Records shown: Begin
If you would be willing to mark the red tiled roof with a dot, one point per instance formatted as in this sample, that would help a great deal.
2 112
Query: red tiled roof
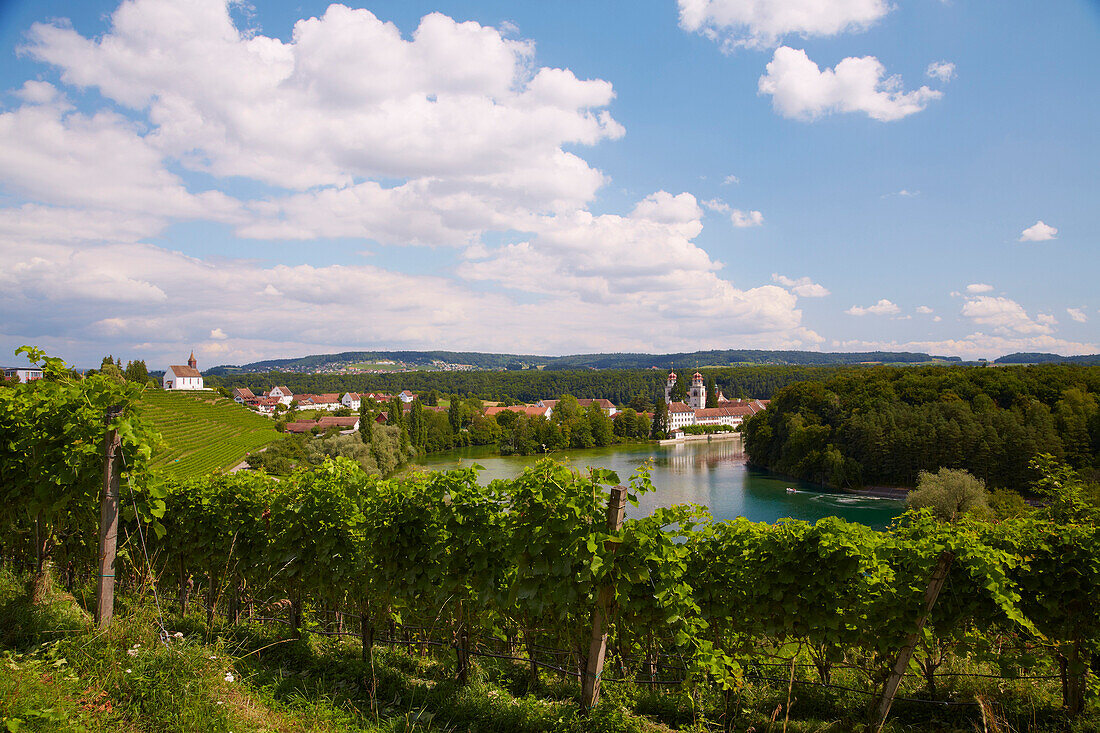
184 371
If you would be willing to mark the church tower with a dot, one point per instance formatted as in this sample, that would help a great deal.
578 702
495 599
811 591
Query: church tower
696 395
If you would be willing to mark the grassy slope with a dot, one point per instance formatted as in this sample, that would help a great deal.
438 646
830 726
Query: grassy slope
204 431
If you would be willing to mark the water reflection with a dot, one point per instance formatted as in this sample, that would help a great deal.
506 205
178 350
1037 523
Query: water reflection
714 474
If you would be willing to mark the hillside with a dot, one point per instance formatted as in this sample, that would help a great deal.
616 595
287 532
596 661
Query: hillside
1032 358
485 361
204 431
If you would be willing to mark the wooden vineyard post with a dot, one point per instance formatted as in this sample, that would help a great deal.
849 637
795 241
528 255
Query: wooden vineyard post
597 647
935 584
108 524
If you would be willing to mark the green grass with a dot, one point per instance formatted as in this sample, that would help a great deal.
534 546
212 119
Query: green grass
204 431
58 674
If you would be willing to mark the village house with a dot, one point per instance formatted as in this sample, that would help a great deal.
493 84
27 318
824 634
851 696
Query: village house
24 374
183 378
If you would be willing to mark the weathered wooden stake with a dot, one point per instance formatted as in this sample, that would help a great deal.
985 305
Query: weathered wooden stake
935 584
108 524
597 647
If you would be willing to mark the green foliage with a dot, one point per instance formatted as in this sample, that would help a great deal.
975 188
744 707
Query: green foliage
202 431
52 453
884 426
950 493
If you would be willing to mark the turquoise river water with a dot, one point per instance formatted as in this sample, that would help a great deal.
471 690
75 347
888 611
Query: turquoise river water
714 474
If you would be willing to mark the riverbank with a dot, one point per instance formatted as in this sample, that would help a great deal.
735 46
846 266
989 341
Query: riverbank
707 437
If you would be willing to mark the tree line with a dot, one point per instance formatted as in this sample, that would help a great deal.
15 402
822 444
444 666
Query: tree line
884 426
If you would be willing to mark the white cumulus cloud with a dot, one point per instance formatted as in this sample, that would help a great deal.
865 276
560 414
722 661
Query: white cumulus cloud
803 91
741 219
883 307
761 23
1005 316
942 70
1038 232
802 286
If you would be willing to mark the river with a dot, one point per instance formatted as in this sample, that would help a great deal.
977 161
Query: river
714 474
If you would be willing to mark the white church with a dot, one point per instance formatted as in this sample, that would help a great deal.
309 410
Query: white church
695 412
183 378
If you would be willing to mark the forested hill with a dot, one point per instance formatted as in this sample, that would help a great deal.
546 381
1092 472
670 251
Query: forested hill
315 362
883 426
684 360
1029 358
733 357
618 385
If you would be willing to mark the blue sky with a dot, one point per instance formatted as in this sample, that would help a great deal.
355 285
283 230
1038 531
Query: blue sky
278 178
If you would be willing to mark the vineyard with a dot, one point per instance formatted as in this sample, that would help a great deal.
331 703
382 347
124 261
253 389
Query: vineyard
204 431
539 584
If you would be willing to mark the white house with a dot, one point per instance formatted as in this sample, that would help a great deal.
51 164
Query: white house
283 394
183 378
24 374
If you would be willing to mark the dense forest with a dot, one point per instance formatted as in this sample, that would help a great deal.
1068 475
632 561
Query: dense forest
685 360
883 426
531 385
1040 358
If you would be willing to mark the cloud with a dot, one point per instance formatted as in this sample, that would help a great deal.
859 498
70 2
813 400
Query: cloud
883 307
802 286
345 98
568 295
976 346
942 70
741 219
761 23
1004 316
803 91
1038 232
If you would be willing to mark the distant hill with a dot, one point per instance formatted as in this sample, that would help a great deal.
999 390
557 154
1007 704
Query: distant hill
686 360
736 357
1035 358
202 431
322 361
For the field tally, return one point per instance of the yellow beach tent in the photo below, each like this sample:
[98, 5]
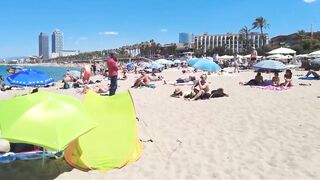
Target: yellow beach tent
[114, 142]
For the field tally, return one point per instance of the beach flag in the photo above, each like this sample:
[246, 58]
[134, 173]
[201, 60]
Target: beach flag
[114, 142]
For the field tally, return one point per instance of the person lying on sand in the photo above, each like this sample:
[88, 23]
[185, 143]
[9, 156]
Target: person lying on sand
[97, 89]
[258, 80]
[182, 81]
[177, 93]
[218, 93]
[315, 75]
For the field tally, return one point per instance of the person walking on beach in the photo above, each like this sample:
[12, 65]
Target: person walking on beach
[94, 68]
[253, 58]
[236, 63]
[112, 73]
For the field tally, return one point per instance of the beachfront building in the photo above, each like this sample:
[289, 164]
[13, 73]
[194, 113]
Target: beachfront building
[64, 53]
[229, 40]
[57, 41]
[186, 39]
[44, 46]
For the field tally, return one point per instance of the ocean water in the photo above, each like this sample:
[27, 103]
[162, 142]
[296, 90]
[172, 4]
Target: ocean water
[55, 72]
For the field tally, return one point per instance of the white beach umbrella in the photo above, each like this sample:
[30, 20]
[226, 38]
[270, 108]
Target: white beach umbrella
[315, 54]
[225, 57]
[282, 51]
[277, 57]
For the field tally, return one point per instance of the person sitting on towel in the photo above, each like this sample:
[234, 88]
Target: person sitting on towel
[254, 82]
[202, 86]
[315, 75]
[143, 80]
[276, 79]
[287, 79]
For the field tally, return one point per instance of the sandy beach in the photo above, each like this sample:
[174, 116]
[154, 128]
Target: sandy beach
[252, 134]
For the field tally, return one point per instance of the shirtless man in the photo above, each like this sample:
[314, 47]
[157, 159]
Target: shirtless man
[203, 87]
[143, 80]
Records shown: End
● Task goal
For this exercise, transcribe the data above line by line, exactly, with pictures omitted.

● Answer space
If you would be willing to mark the red tiled roof with a dot, one point per instance formatted as in this sample, that would help a great deal.
2 112
Query: red tiled roof
184 371
If you would be willing to mark the church tower with a dot, one point per instance formatted as in this sample, that would help a great deal.
578 702
495 599
811 591
Query: church tower
696 395
If you would be willing to mark the grassy slope with a dot, one point per instance formatted as in this sample, that would help a great deal.
438 646
830 726
Query: grassy slope
204 431
If you would be willing to mark the water reflection with a dot, one point per instance formatted as in this sample, that would help a great deal.
506 205
178 350
1037 523
Query: water reflection
714 474
If you would be willing to mark the hillside with a dot, one point per instance formatted as in this sample, that would help a great deal.
616 595
287 532
596 661
Query: hillside
1032 358
485 361
204 431
If you would be willing to mark the wooden vineyard post with a dot, one point per instance formatted as in this sample, that would help a great deal.
849 637
795 241
528 255
Query: wooden vineyard post
597 647
935 584
108 524
If you would be willing to mark the green grass with a dot, one point per instance formatted as in this sample, that would help a great deal.
534 546
212 119
Query: green grass
204 431
58 674
If you would be willing to mark the village house with a dot, one point per instance formatted as in this sample, that would help a great deal.
493 84
27 318
824 634
851 696
Query: village house
24 374
183 378
If you would be willing to mark the weathered wooden stake with a dot, one point per instance formatted as in this sample, that would help a great deal.
985 305
Query: weathered wooden stake
935 584
108 524
597 647
If you would be willing to mark the green foliage with a dot, one point per instance formatted as in this sample, that would help a great deal.
975 188
744 707
Query: green foliage
202 431
52 453
884 426
950 493
If you would be willing to mark the turquoise river water with a dot, one point per instance formatted as in this sample, that would help a great deal.
471 690
75 347
888 611
Query: turquoise river water
714 474
If you would be willing to mark the riverbank with a dot, one point per instance formatted as in this sample, that would help a great deal.
735 46
846 266
989 341
Query: riverbank
707 437
If you would be willing to mark the tree line with a dot, one point per instance formatted as in this sample, that would help a great deal.
15 402
822 444
444 666
Query: tree line
884 426
If you would be willing to mark the white cumulus cloud with a dot, one point per instance formatted as in this sample, that would help a great deal.
865 276
560 414
722 661
Query: white cumulus cloud
803 91
741 219
883 307
761 23
1005 316
942 70
1038 232
802 286
If you would be willing to mark the river with a dot, one point per instance formatted as in this sample, that would help a great deal.
977 161
Query: river
714 474
If you would be willing to mark the white church with a dot, one point per instance formatted as in this sample, that would help a great deal.
309 410
Query: white church
695 412
183 378
If you would be willing to mark the forested hill with a dot, one point per instance formatted as in this sample, that would help a great deal.
546 381
1092 472
670 251
Query: forested hill
315 362
883 426
684 360
1029 358
733 357
618 385
If you would be willing to mark the blue sky with a dot, one point per instance formatted as in this sample, that would help a great deal.
355 285
283 230
1038 531
Query: blue sky
278 178
If you would be willing to mark the vineyard with a dot, one point per instance formatted as in this sample, that would help a great deal.
331 703
382 347
124 261
253 389
Query: vineyard
204 431
539 584
If you would be willing to mark the white house with a dot, one point per instance formatted as in this sample, that would help a great deal.
51 164
Query: white house
283 394
183 378
24 374
If you would be willing to mark the dense forest with a dot, one point per instance formatted as in this sample, that would help a great deal.
1068 475
632 561
Query: dense forest
685 360
883 426
531 385
1040 358
If you would be willing to mark the cloud with a dot, one point per instance formatted as in this sample, that would help a great deal.
859 498
70 2
813 400
Query: cloud
883 307
802 286
345 98
568 295
976 346
942 70
741 219
761 23
1004 316
803 91
1038 232
If you would be willing to mark the distant hill with a dot, one point per instance formatted as in this sample, that would help a great deal.
999 390
557 154
1007 704
Query: distant hill
686 360
736 357
1035 358
202 431
322 361
For the field tally, return one point per instance of the yellow beach tent in the photo below, each like this sample:
[98, 5]
Target: yellow beach tent
[114, 142]
For the field tally, return one point per instance of the beach flag in the photo above, each like this sample:
[246, 58]
[134, 173]
[201, 60]
Target: beach flag
[114, 142]
For the field tally, return one point per instance of the person lying on sand in the photo above, each like this sample:
[88, 23]
[185, 143]
[9, 156]
Target: person lying on sand
[97, 89]
[258, 80]
[182, 81]
[177, 93]
[218, 93]
[315, 75]
For the field tally, return one point per instance of the person walking on beach in the photo above, each like this sample:
[12, 65]
Target: person walking on beach
[94, 68]
[253, 58]
[236, 63]
[112, 73]
For the field tally, return one point per instance of the beachfront building in the photo above, each like this sample:
[289, 164]
[13, 73]
[194, 113]
Target: beachfront building
[64, 53]
[229, 40]
[57, 41]
[186, 39]
[44, 46]
For the field tally, return one point per instance of the ocean water in the photo above, each like this sample:
[27, 103]
[162, 142]
[296, 90]
[172, 4]
Target: ocean water
[55, 72]
For the field tally, return one point per instance of the white beach umbrella in the photo above, each like this sample:
[30, 20]
[226, 38]
[270, 108]
Target: white beach umbrella
[315, 54]
[225, 57]
[282, 51]
[277, 57]
For the field tally, return one point per instance of the person sitting on towel in the photo above, each like this sample:
[234, 88]
Target: person sitting on towel
[254, 82]
[202, 86]
[315, 75]
[143, 80]
[276, 79]
[287, 79]
For the field tally, return one point per instance of the sandy beach in the photo above, each like this sample:
[174, 116]
[154, 128]
Target: sandy beach
[252, 134]
For the field tally, return one point per instance of the shirtless man in the photo above, each like this sample:
[314, 47]
[157, 159]
Target: shirtless man
[203, 87]
[143, 80]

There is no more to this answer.